** PROVIDED PASSAGE **
··········
HTC Vision: Dual-core processor, Android Gingerbread, 4.3-inch display, coming to T-Mobile?

With the launch of the Sprint HTC EVO 4G well underway, you’ve got to wonder what else the king of Android smartphone makers has up their sleeve for this holiday season. With devices like the Samsung Galaxy S (Vibrant), and Motorola Droid X almost upon us, is HTC just going to sit on it’s EVO and hope for the best? We think not, and according to a new rumor, HTC may be prepping a new superphone – a dual-core smartphone called the “Vision” – to hit T-Mobile later this year.

We thought the HTC Scorpion was looking good, and if this new dual-core device is intended to complement the Scorpion as part of HTC’s upcoming Android line up, we’ve got a lot to look forward to. We don’t have too much to go on about the device, but the few rumored specs we’re hearing about read like a dream.

The handset will be known as the HTC Vision, and is said to sport a dual-core 800 MHz processor, a 4.3-inch display, and possibly an 8-megapixel camera to boot. The device should also come with a full QWERTY keyboard.  We’ve seen these types of features starting to pop up on phones nowadays, but the real standout specification is the processor. We’ve still yet to see a dual-core processor on a smartphone yet, although the idea has been talked up quite a bit recently. If the dual-core CPU is really in the cards, it’s probably safe to assume that features like an HDMI-out port and front-facing camera may be on board as well.

The HTC Vision could be the answer to Motorola’s upcoming smartphone with the 2GHz processor that they had touched upon briefly, saying that it may be available by the end of the year. Obviously, people like to throw the term “iPhone killer” around a lot, but a lot of these Android superphones aren’t just killing iPhones, they’re killing lesser Android smartphones as well.

Motorola’s introduction of the Droid X looks like it’s trying to challenge the EVO more than anything else. While the Droid X does lack some features that we’re seen on the EVO – like a front-facing camera and kickstand – Motorola’s newest Android device still holds it own against HTC’s beast. While a front-facing camera may be all the rage right now, video chatting is just a tad bit awkward, and many people may not need such a thing on their smartphone. It’s cool to have the option, but it’s not something you’re going  to want to use all the time. Even with the best intentions, no one wants to see you when you’re in the bathroom!

So could the HTC Vision be the phone that T-Mobile has been waiting for? The Samsung Vibrant (Galaxy S) seems to be the highest end phone that T-Mobile has ever seen, and it’s still not available yet. Right now, we have to put this on the rumor pile, but it certainly wouldn’t be out of HTC’s character to launch such a device.

[Via: TMONews]

  • mrsimps

    This is a decent article, but I don’t like how the author tries to play down advanced features (e.g. front facing camera) on one device just to justify the shortcomings of other devices. Let’s celebrate that some manufacturers give us extremely healthy feature sets for all of the money we spend on these devices!
··········
** STATED EXERCISE 1 **
Identify every line of the records that contains the word "salad", treating uppercase and lowercase as different, and copy each of those lines.
The article and the records are unrelated material.

** THE INPUT **
··········
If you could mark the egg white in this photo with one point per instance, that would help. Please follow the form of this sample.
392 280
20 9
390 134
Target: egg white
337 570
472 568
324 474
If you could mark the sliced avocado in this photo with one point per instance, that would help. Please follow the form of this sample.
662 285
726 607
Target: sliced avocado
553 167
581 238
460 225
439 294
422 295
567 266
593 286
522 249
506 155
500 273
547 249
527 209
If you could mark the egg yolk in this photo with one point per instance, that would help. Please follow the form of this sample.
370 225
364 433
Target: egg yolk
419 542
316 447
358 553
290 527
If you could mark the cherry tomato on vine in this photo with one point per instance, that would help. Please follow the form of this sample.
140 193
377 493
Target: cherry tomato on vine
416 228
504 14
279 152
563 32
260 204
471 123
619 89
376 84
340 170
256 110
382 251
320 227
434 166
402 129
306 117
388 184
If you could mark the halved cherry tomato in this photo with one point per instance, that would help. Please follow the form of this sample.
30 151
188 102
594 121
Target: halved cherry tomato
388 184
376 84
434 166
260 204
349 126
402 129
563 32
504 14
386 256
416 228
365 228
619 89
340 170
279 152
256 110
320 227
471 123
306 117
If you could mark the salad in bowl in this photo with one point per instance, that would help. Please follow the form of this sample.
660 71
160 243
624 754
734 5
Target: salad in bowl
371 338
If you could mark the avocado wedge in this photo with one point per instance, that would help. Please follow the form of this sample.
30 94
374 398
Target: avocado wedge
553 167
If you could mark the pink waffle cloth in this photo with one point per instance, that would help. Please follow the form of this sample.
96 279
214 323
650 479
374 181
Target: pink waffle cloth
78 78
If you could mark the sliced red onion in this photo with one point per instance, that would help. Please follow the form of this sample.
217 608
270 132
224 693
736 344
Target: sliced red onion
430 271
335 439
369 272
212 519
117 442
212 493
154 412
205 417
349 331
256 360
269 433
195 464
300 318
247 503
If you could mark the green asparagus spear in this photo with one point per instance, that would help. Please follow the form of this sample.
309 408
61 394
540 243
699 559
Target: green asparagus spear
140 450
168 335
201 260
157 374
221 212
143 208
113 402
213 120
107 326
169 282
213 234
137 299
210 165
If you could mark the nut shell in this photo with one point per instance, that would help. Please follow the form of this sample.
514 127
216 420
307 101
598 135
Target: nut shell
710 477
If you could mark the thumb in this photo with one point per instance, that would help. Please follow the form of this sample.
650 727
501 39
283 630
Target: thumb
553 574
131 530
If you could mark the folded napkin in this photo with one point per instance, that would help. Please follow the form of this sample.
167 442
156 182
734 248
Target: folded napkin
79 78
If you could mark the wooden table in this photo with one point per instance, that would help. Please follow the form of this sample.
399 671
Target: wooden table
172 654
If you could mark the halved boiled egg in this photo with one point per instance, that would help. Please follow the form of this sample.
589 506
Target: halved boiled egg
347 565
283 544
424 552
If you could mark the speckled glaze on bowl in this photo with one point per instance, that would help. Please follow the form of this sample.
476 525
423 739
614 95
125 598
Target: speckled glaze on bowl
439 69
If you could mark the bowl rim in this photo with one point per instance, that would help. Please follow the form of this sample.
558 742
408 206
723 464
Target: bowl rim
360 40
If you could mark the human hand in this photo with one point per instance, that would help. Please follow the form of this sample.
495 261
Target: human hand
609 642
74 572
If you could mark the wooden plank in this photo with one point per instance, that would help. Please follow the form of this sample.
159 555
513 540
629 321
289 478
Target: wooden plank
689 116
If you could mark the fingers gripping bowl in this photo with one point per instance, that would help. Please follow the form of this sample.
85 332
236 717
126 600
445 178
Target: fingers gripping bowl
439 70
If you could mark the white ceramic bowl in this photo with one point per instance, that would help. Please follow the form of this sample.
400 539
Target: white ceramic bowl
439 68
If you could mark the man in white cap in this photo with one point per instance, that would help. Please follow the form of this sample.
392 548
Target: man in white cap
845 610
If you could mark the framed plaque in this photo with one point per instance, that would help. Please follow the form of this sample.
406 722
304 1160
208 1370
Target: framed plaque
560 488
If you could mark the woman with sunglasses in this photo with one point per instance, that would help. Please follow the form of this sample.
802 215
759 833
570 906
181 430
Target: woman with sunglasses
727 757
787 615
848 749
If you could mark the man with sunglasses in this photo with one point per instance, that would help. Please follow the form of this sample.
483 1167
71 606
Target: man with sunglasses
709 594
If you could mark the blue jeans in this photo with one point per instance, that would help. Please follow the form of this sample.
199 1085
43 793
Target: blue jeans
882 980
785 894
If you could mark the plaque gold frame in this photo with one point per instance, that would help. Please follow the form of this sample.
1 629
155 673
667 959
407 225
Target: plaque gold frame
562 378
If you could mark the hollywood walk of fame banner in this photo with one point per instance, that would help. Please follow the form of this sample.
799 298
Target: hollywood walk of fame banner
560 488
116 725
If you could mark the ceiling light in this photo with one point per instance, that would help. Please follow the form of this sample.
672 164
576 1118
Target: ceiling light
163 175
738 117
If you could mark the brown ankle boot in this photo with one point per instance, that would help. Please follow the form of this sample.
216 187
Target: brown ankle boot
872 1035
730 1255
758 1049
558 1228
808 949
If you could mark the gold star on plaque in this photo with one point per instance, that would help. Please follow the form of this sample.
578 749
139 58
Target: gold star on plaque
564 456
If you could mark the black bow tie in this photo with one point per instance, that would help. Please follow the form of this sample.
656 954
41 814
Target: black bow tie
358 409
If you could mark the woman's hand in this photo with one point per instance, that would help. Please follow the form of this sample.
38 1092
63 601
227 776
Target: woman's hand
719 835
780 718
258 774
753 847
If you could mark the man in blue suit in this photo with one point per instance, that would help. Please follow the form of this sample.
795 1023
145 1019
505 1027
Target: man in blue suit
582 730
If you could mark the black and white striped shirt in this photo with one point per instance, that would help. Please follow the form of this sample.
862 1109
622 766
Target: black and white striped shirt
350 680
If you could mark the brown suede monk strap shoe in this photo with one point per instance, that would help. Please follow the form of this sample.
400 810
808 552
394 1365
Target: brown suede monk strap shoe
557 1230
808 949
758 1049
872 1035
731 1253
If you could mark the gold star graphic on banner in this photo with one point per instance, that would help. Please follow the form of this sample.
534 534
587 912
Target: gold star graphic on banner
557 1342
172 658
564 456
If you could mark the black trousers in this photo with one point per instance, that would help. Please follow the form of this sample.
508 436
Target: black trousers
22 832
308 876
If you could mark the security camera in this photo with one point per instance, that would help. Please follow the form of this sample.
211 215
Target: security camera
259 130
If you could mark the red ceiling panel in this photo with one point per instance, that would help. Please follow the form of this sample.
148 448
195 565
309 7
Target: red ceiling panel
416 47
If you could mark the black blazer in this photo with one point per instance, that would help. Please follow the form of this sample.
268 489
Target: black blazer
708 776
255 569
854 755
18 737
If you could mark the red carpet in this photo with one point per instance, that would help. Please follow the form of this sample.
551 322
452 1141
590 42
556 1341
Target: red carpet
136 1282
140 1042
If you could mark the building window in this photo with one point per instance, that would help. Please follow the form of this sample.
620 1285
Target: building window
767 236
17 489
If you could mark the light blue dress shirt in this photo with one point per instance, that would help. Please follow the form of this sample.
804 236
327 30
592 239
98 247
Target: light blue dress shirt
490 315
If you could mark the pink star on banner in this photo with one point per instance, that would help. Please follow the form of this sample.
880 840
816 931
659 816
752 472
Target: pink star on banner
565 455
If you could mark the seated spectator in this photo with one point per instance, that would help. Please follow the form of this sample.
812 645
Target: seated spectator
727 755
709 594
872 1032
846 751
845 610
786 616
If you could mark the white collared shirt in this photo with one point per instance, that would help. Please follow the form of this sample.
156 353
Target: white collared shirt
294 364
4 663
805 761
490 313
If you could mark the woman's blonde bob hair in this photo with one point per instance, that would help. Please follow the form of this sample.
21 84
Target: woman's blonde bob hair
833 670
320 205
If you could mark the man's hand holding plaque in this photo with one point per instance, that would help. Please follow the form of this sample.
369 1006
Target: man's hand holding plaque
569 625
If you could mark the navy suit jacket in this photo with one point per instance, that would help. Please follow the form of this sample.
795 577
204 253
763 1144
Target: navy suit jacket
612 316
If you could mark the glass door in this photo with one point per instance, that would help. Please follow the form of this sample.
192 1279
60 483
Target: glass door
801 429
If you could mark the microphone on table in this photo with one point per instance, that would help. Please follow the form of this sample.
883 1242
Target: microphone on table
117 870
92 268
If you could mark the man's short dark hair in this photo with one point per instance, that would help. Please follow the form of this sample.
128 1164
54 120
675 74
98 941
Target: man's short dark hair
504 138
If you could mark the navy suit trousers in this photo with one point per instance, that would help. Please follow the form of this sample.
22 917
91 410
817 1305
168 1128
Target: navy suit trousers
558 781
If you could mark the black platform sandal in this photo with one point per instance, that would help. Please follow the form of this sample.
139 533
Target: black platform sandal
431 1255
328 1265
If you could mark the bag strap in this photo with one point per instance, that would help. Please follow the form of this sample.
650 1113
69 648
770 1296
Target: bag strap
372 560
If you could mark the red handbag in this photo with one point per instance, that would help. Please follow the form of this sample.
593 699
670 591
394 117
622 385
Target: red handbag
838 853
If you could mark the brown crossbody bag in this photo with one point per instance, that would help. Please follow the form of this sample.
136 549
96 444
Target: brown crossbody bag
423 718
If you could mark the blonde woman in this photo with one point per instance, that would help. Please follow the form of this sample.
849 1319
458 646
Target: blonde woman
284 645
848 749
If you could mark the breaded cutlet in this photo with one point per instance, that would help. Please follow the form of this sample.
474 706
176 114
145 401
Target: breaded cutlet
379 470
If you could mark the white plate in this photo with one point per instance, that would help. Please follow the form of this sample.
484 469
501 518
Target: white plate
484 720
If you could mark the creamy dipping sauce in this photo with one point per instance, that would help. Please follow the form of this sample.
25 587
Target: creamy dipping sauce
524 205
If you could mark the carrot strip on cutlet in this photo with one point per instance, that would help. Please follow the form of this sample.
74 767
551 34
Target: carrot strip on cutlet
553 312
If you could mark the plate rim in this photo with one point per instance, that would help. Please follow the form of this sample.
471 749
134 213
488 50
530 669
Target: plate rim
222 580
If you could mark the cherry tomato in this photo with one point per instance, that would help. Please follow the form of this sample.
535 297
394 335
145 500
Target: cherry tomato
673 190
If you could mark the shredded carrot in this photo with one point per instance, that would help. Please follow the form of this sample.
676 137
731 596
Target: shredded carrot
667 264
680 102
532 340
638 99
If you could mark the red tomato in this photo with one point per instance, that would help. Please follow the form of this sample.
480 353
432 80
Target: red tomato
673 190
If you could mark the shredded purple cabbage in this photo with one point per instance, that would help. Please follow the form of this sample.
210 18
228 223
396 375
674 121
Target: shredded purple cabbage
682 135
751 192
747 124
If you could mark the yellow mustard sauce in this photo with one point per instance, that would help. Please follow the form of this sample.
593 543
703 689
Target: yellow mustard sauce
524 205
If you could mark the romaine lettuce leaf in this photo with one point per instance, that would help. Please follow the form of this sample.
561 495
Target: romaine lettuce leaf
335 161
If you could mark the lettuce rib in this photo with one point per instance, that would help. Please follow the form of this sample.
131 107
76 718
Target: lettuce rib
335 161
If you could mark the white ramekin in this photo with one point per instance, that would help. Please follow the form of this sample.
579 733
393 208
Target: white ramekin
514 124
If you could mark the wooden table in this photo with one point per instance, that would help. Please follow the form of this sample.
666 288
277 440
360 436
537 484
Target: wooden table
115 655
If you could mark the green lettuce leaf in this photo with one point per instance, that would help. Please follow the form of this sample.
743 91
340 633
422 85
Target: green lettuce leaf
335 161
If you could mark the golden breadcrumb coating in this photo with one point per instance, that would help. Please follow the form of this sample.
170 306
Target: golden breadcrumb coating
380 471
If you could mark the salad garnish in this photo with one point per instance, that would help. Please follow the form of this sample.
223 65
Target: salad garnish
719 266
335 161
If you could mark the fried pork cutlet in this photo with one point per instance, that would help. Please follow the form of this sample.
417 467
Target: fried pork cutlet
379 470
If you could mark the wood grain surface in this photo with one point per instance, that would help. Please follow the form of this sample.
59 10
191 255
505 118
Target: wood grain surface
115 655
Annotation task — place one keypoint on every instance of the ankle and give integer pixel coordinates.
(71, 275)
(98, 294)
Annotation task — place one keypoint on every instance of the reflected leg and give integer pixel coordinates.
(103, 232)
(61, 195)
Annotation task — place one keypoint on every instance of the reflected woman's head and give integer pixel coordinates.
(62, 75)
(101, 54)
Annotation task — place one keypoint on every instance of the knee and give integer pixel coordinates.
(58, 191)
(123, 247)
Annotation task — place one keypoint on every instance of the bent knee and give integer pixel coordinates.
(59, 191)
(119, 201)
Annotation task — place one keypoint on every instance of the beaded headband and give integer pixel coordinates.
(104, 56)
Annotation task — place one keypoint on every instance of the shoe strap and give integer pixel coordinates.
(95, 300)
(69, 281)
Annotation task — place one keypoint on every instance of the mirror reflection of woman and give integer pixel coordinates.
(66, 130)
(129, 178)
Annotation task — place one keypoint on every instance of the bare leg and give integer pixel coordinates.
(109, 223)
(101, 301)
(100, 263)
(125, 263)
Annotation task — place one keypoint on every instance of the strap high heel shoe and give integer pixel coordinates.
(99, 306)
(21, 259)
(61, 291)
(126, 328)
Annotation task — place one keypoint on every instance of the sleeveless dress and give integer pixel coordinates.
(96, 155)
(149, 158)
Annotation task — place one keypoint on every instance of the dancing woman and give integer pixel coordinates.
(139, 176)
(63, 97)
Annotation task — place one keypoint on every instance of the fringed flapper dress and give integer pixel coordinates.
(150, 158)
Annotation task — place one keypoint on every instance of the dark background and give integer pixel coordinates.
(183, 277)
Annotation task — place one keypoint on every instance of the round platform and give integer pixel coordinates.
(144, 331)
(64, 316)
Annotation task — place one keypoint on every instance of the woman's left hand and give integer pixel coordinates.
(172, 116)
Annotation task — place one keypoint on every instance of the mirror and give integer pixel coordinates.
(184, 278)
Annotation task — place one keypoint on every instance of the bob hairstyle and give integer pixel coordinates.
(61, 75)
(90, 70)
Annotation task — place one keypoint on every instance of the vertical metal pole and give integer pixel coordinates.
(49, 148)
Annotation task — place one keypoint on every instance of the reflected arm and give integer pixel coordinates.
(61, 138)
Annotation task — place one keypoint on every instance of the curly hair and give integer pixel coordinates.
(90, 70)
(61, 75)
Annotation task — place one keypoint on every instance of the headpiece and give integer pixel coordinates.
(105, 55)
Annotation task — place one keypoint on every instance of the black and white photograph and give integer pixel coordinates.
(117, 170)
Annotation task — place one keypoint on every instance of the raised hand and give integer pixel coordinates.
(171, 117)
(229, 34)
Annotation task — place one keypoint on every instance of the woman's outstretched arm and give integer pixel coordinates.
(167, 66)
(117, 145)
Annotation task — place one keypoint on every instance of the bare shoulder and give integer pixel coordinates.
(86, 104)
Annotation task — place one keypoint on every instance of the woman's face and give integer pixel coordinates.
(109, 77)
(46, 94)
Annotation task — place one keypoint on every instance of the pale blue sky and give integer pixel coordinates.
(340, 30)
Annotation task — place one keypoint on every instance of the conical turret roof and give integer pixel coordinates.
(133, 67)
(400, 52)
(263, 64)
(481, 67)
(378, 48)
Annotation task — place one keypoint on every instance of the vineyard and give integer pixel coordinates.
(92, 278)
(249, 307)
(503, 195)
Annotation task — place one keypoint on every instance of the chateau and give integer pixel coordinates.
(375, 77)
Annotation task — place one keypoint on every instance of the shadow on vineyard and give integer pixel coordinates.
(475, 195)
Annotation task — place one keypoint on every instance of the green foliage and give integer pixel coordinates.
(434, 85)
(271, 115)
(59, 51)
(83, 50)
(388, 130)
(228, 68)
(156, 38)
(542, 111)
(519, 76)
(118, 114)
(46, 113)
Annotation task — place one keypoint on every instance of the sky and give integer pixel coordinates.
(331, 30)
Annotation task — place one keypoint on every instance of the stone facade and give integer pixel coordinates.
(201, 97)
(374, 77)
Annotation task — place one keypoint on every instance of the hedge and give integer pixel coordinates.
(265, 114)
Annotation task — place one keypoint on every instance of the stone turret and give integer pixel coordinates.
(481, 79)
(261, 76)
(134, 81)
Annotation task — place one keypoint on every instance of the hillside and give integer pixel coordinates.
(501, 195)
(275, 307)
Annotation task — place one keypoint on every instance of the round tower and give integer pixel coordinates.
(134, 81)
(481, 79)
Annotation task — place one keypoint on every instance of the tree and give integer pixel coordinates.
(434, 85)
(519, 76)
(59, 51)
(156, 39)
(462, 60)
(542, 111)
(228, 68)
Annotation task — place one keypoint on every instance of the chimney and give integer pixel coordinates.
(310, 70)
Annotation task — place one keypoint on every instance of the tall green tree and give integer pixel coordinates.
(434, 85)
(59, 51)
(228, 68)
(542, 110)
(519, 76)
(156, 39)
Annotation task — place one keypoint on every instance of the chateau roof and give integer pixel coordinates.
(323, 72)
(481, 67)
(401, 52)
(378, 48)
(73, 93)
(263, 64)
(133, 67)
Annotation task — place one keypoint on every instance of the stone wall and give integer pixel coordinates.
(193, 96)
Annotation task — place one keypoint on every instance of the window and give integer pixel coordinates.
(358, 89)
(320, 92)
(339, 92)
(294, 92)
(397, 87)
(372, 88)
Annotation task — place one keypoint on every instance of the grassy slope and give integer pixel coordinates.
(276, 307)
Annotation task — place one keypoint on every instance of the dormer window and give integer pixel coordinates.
··········
** STATED EXERCISE 2 **
From the HTC Vision article, return the passage starting with "We thought the" and going on through "like a dream.".

** WRITTEN RESPONSE 1 **
If you could mark the salad in bowl in this photo with one point per instance, that would help. Please follow the form of this sample.
Target: salad in bowl
If you could mark the salad garnish in this photo with one point per instance, that would help. Please follow the form of this sample.
Target: salad garnish

** WRITTEN RESPONSE 2 **
We thought the HTC Scorpion was looking good, and if this new dual-core device is intended to complement the Scorpion as part of HTC’s upcoming Android line up, we’ve got a lot to look forward to. We don’t have too much to go on about the device, but the few rumored specs we’re hearing about read like a dream.